## START GIVEN DATA

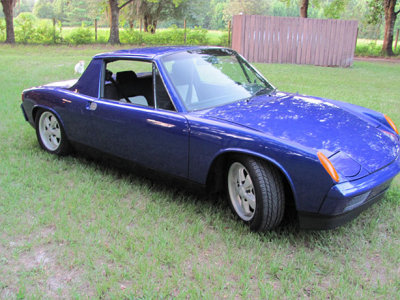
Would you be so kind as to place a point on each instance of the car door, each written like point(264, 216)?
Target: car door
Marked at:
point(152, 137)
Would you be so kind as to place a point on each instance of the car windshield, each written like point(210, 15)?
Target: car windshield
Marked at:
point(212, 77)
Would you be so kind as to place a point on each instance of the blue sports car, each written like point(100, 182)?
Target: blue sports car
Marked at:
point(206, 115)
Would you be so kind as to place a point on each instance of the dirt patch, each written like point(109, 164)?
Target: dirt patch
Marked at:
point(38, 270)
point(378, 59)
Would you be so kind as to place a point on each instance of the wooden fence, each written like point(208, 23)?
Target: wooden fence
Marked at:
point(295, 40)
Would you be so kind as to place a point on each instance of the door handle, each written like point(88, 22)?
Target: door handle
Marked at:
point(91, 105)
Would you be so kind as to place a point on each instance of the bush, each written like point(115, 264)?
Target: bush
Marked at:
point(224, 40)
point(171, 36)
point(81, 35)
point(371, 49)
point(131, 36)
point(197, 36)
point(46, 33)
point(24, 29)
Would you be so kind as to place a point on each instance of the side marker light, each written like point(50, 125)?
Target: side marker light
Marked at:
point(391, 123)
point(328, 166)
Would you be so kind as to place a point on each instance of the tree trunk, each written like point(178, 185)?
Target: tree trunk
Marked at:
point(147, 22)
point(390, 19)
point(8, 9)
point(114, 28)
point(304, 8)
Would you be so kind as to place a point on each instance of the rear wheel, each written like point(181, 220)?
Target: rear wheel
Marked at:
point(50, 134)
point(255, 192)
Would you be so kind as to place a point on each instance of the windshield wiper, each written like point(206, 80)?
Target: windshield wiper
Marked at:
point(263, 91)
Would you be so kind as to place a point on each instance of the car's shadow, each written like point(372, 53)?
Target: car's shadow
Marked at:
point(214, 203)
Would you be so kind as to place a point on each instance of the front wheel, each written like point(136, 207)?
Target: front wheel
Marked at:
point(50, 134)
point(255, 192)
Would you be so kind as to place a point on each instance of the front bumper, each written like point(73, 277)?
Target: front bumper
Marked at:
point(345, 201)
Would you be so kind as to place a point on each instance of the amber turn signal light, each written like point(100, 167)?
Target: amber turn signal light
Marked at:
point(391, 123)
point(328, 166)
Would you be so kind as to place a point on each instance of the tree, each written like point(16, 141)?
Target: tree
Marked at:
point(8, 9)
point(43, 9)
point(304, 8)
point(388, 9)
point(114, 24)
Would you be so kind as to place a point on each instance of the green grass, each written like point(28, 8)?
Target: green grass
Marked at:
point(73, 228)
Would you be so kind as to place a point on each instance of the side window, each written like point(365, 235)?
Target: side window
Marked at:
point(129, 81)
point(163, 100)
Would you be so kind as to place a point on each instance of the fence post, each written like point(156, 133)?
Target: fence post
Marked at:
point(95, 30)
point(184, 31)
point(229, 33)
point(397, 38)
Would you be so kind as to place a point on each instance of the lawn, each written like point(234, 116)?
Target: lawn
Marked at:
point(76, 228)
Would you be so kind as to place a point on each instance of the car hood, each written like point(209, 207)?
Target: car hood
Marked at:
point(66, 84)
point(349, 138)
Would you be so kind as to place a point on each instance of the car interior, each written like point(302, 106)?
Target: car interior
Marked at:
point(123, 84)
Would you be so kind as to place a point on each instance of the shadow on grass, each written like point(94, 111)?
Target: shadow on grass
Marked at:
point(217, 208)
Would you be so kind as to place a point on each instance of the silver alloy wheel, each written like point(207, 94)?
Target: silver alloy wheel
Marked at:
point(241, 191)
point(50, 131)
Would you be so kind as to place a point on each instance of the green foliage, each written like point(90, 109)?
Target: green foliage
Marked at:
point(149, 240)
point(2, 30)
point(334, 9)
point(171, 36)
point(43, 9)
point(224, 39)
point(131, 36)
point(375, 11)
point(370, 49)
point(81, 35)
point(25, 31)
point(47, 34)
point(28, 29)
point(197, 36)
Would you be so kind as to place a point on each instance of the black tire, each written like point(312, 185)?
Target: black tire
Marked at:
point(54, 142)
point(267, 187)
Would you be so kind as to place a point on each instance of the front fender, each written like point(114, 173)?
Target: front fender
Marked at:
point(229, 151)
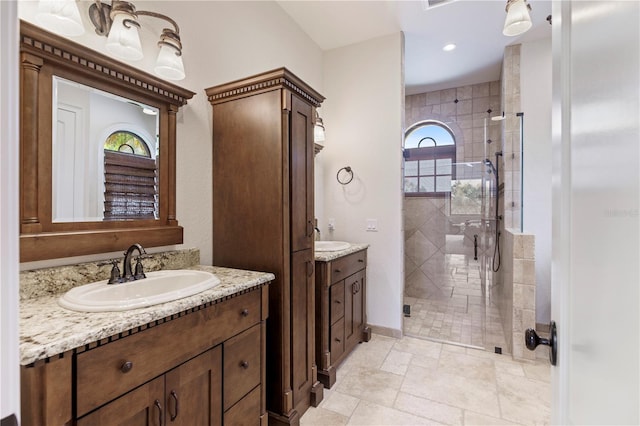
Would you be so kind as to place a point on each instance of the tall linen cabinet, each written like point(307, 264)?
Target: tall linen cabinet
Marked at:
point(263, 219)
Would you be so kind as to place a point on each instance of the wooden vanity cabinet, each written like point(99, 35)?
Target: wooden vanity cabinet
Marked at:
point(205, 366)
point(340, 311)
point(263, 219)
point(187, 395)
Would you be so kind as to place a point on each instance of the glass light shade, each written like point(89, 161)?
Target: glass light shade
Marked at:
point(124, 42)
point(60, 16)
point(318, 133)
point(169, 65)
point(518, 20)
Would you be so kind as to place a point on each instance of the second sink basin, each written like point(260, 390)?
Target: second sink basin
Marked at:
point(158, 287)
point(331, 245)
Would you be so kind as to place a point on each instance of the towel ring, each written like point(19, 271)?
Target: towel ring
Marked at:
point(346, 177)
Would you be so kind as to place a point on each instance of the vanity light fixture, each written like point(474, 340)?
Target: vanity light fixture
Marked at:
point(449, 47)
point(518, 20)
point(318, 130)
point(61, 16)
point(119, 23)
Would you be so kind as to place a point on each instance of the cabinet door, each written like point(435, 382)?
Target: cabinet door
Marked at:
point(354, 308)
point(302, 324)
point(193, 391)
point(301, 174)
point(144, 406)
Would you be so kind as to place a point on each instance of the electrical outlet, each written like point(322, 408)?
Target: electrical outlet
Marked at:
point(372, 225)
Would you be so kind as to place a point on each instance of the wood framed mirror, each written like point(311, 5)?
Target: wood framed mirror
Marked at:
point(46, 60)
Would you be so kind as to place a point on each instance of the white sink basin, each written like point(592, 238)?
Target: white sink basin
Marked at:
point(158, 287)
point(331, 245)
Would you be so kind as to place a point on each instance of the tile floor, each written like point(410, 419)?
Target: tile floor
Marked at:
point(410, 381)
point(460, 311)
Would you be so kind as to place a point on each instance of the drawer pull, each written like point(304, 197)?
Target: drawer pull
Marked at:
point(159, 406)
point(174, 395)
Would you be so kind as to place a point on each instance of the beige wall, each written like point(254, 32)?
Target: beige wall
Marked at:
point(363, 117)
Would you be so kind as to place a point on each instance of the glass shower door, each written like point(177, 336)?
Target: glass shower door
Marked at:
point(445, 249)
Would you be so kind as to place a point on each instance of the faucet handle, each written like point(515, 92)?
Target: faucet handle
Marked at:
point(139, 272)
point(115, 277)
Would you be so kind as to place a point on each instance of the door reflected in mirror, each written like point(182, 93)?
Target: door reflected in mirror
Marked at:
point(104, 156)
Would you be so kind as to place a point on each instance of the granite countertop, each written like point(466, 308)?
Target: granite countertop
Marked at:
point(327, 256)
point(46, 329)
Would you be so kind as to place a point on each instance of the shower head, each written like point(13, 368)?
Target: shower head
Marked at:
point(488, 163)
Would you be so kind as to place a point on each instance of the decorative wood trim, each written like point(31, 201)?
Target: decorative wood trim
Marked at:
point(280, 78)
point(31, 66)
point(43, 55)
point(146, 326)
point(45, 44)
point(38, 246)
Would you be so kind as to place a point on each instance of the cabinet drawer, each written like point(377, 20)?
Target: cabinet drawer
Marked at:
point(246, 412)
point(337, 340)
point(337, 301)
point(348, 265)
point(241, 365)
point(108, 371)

## END GIVEN DATA

Rewrite all of the data above with every "Marked at:" changed to "Points placed at:", leaving everything else as it is. Omit the pictures.

Would you be so kind as to place a point on each instance of the car door, each written like point(264, 216)?
Target: car door
Points placed at:
point(152, 137)
Would you be so kind as to place a point on each instance of the car windshield, each written like point(210, 15)?
Target: car windshield
Points placed at:
point(212, 77)
Would you be so kind as to place a point on each instance of the blue sports car, each written like point(100, 182)?
Target: blue sports car
Points placed at:
point(206, 115)
Would you be so kind as to place a point on each instance of the dirt patch, each written like point(109, 164)?
Target: dirt patch
Points placed at:
point(38, 270)
point(378, 59)
Would you be so kind as to place a point on each instance of the wooden fence, each written like point(208, 23)?
Target: wooden fence
Points placed at:
point(295, 40)
Would you be so kind as to place a point on each instance of the door handle, each written like point(88, 22)?
Target: door handle
Points placed at:
point(91, 105)
Would you be so kind as to place a point on each instance of the bush, each written like point(115, 264)?
Target: bush
Points placed at:
point(224, 40)
point(171, 36)
point(81, 35)
point(371, 49)
point(131, 36)
point(197, 36)
point(46, 33)
point(24, 29)
Would you be so kind as to place a point on each instance of the side marker light, each written like point(50, 125)?
Target: side marker light
Points placed at:
point(391, 123)
point(328, 166)
Would you be so kind as to place a point on each instance of the tree trunk, each written like point(178, 185)?
Target: tree trunk
Points placed at:
point(147, 22)
point(390, 19)
point(8, 9)
point(114, 28)
point(304, 8)
Would you be so kind as to place a point on each instance of the rear wheel, each written like point(181, 220)?
Target: rear wheel
Points placed at:
point(50, 134)
point(255, 192)
Would you be so kind as to place a point on each instance of the windshield wiper, each written like point(206, 80)?
Target: windshield wiper
Points placed at:
point(263, 91)
Would you be so kind as to place a point on each instance of the car's shadow, each written like point(372, 53)?
Target: car's shadow
Points placed at:
point(214, 203)
Would you be so kind as to place a point on each instance of the front wheel, each written like point(136, 207)?
Target: front wheel
Points placed at:
point(50, 134)
point(255, 192)
Would you be so kind as to place a point on each instance of the front bumper, each written like point(73, 277)?
Target: front bumper
Points placed at:
point(345, 201)
Would you be so kind as to place a point on each instance of the amber turn signal light, each written like point(100, 167)?
Target: amber turn signal light
Points placed at:
point(391, 123)
point(328, 166)
Would you be so kind as to place a point on each instance of the tree, each written like point(16, 141)?
Target: tree
Points placed at:
point(8, 9)
point(43, 9)
point(304, 8)
point(388, 9)
point(114, 24)
Would you be so kind as to place a point on each instance of the green grass, each written like point(28, 8)?
Target: green grass
Points placed at:
point(73, 228)
Would you be so kind as to place a point on each instance of the side window, each written like point(365, 235)?
Target: side window
Points placed at:
point(129, 81)
point(163, 100)
Would you be so kind as to place a point on each instance of the fence post, each written like point(156, 133)?
Target: fence post
Points placed at:
point(95, 30)
point(184, 31)
point(229, 33)
point(397, 38)
Would you be so kind as to place a point on each instance of the lawn, each written like point(234, 116)?
Target: lawn
Points placed at:
point(76, 228)
Would you be so kind as to place a point on each instance of the car hood, each written like point(209, 207)?
Target: car hood
Points placed at:
point(66, 84)
point(349, 138)
Would you be so kind as to place a point on each instance of the car interior, each written like point(302, 106)?
Target: car interior
Points placed at:
point(123, 84)
Would you be so kind as to place a point on each instance of the shadow on grass, each written like point(94, 111)?
Target: shadow on grass
Points placed at:
point(217, 208)
Would you be so kind as to place a point on each instance of the silver alloy wheel, each written like point(207, 94)?
Target: silver alloy wheel
Points placed at:
point(241, 191)
point(50, 131)
Would you be so kind as to place a point on each instance of the green foliage, each written like point(90, 109)?
Target: green foliage
Points placed at:
point(149, 240)
point(2, 30)
point(334, 9)
point(171, 36)
point(43, 9)
point(224, 39)
point(131, 36)
point(375, 11)
point(370, 49)
point(81, 35)
point(25, 31)
point(47, 34)
point(28, 29)
point(197, 36)
Would you be so kind as to place a point on each instance of the black tire, each written like point(312, 185)?
Target: black tire
Points placed at:
point(54, 142)
point(267, 187)
Would you be so kind as to place a point on each instance of the front fender, each written like point(114, 173)?
Target: front fender
Points placed at:
point(229, 151)
Would you be so kind as to place a point on each instance of the tall linen cabinet, each written like point(307, 264)?
Target: tall linen cabinet
Points placed at:
point(263, 219)
Would you be so kind as to place a point on each instance of the wooden vanity cabinet, each written like point(99, 35)?
Target: wooden vanity cabinet
Points placed at:
point(205, 366)
point(340, 311)
point(263, 219)
point(187, 395)
Would you be so kind as to place a point on each instance of the glass light shade, each written like point(89, 161)?
Target: glass light shade
Points placed at:
point(124, 42)
point(60, 16)
point(318, 133)
point(169, 65)
point(518, 20)
Would you be so kind as to place a point on each instance of the second sink basin, each written like point(260, 390)?
Target: second sink basin
Points placed at:
point(158, 287)
point(331, 245)
Would you be so kind as to place a point on each instance of the towel ring, each written like point(19, 271)?
Target: towel ring
Points placed at:
point(346, 177)
Would you be so kind as to place a point on each instance of the vanity light fixture, each written like point(474, 340)?
Target: vanity light fixture
Points placed at:
point(449, 47)
point(518, 20)
point(318, 130)
point(61, 16)
point(119, 23)
Would you be so kind as to place a point on each instance of the cabinet door, each written like point(435, 382)?
Target: cabinet door
Points placed at:
point(354, 308)
point(302, 324)
point(193, 391)
point(301, 174)
point(144, 406)
Would you be so kind as to place a point on each instance of the electrical outlet, each written like point(322, 408)?
Target: electrical outlet
Points placed at:
point(372, 225)
Would you be so kind as to place a point on each instance of the wood framed mirror, each written like point(311, 5)?
Target: wood framed mirror
Points placed at:
point(46, 60)
Would you be so kind as to place a point on each instance of the white sink basin, each written like point(592, 238)?
Target: white sink basin
Points placed at:
point(158, 287)
point(331, 245)
Would you be so kind as to place a point on each instance of the tile floor, each written like point(410, 419)?
Target: tile floor
Points placed at:
point(410, 381)
point(460, 311)
Would you be so kind as to place a point on each instance of the drawer pull, each written like point(304, 197)?
Target: drawer pull
Points placed at:
point(159, 406)
point(174, 395)
Would you be so kind as to place a point on each instance of the beige wall, each written like point(254, 32)?
Target: beige wall
Points placed at:
point(363, 117)
Would you be so kind as to place a point on each instance of the glass shower door, each written like point(177, 336)?
Target: glass shower door
Points placed at:
point(445, 249)
Would you be so kind as to place a point on each instance of the faucet handle, each written like point(515, 92)?
Target: faucet handle
Points placed at:
point(139, 272)
point(115, 277)
Would you be so kind as to place a point on each instance of the door reflected in mirror, each written like point(182, 93)?
Target: door reflected in mirror
Points placed at:
point(104, 156)
Would you be so kind as to place a point on each instance of the granite countertop, each written like point(466, 308)?
Target: granite countertop
Points placed at:
point(327, 256)
point(46, 329)
Would you be so kind as to place a point on each instance of the shower head, each written like point(13, 368)?
Target: shower head
Points placed at:
point(488, 163)
Would you be so kind as to place a point on each instance of the decorative wood trim, each written like point(31, 201)?
Target: decorative wood trim
Points placed at:
point(280, 78)
point(31, 66)
point(43, 55)
point(146, 326)
point(45, 44)
point(38, 246)
Would you be so kind as to place a point on each instance of the cabinet drawer, each written like point(377, 20)?
Target: cabinet drawer
Points placed at:
point(246, 412)
point(337, 340)
point(337, 301)
point(348, 265)
point(241, 365)
point(108, 371)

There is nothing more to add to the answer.